• _Your objective_
In which lines of the data does the string "leggings" appear? Copy every one.

• _Data provided_
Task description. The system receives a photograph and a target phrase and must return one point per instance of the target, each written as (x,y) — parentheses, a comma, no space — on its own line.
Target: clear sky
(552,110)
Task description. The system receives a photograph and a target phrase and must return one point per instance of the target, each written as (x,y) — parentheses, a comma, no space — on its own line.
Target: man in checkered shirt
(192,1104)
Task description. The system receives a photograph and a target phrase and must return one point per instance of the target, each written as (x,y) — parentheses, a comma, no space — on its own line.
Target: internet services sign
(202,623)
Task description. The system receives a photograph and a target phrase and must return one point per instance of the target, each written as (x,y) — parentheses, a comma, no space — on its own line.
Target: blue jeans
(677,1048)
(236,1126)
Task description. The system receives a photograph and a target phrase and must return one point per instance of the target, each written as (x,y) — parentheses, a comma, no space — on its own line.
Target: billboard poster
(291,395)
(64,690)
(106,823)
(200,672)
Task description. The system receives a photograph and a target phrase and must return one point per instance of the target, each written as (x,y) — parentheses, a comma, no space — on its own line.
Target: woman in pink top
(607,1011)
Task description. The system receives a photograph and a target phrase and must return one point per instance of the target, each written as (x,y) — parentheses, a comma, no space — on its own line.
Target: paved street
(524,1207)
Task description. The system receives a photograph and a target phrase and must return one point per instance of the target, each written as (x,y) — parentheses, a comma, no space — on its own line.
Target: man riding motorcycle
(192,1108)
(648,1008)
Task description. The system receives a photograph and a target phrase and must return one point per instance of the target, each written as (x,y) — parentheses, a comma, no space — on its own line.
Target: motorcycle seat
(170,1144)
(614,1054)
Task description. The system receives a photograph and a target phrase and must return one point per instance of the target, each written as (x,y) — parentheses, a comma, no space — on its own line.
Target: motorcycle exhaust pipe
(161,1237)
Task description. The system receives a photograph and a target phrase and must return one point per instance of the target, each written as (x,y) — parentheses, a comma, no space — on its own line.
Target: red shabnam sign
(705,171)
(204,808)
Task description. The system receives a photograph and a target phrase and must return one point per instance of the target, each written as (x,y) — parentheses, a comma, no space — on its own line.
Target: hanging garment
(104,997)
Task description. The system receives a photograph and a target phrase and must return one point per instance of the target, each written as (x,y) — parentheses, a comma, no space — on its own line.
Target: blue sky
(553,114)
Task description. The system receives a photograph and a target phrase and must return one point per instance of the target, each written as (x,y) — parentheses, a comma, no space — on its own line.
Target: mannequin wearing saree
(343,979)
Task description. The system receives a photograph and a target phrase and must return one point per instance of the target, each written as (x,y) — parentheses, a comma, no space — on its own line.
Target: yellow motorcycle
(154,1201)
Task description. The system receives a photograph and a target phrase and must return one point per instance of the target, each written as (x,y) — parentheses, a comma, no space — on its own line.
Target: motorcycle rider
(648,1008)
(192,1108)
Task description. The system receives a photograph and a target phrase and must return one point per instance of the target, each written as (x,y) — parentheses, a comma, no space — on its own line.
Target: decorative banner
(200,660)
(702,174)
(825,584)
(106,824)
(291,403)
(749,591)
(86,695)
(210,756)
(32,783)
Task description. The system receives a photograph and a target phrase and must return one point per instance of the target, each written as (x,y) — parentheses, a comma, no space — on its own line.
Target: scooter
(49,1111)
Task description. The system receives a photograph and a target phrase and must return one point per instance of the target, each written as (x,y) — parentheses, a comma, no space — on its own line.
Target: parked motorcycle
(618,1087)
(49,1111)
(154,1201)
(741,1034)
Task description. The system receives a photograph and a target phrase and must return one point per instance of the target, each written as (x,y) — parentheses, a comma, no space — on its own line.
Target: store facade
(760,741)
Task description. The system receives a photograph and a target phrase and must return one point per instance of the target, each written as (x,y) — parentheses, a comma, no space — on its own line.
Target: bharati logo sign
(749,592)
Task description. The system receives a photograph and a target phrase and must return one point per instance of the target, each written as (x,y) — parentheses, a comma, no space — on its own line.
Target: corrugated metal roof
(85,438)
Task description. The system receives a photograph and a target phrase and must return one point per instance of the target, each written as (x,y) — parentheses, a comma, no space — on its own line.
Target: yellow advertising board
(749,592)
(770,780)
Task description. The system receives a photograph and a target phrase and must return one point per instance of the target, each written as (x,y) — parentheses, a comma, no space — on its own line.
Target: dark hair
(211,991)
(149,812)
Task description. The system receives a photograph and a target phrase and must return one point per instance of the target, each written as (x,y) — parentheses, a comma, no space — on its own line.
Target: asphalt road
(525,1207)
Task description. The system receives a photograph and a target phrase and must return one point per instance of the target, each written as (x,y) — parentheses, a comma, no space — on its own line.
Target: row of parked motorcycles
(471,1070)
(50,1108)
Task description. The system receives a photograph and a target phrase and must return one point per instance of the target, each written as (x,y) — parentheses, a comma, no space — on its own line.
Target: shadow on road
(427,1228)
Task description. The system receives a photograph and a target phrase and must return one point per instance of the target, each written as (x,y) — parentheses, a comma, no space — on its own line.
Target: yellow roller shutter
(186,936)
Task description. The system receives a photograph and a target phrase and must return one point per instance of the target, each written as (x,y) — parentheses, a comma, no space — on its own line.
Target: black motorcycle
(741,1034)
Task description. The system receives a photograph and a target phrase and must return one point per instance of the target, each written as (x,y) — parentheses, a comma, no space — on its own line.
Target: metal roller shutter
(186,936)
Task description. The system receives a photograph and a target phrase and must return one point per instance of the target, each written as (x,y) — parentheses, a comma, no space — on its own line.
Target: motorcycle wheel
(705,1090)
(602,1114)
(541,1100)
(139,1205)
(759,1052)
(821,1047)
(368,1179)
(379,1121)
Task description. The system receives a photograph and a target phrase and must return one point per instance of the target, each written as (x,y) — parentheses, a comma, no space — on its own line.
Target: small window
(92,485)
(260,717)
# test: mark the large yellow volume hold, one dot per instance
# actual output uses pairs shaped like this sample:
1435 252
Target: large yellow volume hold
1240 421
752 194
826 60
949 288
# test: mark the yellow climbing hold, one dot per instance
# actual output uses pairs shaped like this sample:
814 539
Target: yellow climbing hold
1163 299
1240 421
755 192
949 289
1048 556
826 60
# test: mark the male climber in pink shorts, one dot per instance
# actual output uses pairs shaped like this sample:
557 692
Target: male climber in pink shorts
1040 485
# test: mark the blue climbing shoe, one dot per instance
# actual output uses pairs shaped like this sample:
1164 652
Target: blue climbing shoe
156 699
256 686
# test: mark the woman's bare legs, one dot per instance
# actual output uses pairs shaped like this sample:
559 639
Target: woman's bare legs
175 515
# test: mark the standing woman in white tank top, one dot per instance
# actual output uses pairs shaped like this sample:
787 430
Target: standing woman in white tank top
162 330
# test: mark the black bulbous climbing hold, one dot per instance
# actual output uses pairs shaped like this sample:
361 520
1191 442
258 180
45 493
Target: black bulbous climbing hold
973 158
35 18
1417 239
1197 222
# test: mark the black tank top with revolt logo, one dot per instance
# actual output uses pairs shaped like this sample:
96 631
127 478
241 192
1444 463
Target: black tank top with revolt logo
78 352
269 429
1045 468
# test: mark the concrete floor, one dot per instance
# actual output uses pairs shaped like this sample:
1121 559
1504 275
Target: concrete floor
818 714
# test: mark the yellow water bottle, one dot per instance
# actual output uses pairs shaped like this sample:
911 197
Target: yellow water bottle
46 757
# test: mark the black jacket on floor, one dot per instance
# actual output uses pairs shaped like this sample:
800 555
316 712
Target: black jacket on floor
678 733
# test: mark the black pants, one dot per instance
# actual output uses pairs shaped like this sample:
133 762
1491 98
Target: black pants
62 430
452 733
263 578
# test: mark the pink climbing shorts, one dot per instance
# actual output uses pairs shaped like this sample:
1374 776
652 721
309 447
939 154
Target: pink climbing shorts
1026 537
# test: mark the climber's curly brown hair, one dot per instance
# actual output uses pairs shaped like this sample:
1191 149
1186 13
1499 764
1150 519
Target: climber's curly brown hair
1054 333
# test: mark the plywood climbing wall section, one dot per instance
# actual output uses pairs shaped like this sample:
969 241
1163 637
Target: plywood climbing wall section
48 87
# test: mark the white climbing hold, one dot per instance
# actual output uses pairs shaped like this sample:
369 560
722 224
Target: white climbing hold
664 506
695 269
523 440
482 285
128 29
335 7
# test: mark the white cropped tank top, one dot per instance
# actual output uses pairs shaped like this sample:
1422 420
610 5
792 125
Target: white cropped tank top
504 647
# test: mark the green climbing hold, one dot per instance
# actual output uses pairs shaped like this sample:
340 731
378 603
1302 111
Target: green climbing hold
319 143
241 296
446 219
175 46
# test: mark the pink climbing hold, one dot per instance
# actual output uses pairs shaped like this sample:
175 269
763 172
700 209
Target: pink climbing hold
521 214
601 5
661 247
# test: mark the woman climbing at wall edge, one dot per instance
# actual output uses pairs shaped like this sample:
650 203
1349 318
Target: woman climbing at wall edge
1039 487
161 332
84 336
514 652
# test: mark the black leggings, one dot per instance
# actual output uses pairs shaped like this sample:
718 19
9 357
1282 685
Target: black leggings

• _Exercise response_
# test: mark the black leggings, one dot per instance
Target: black leggings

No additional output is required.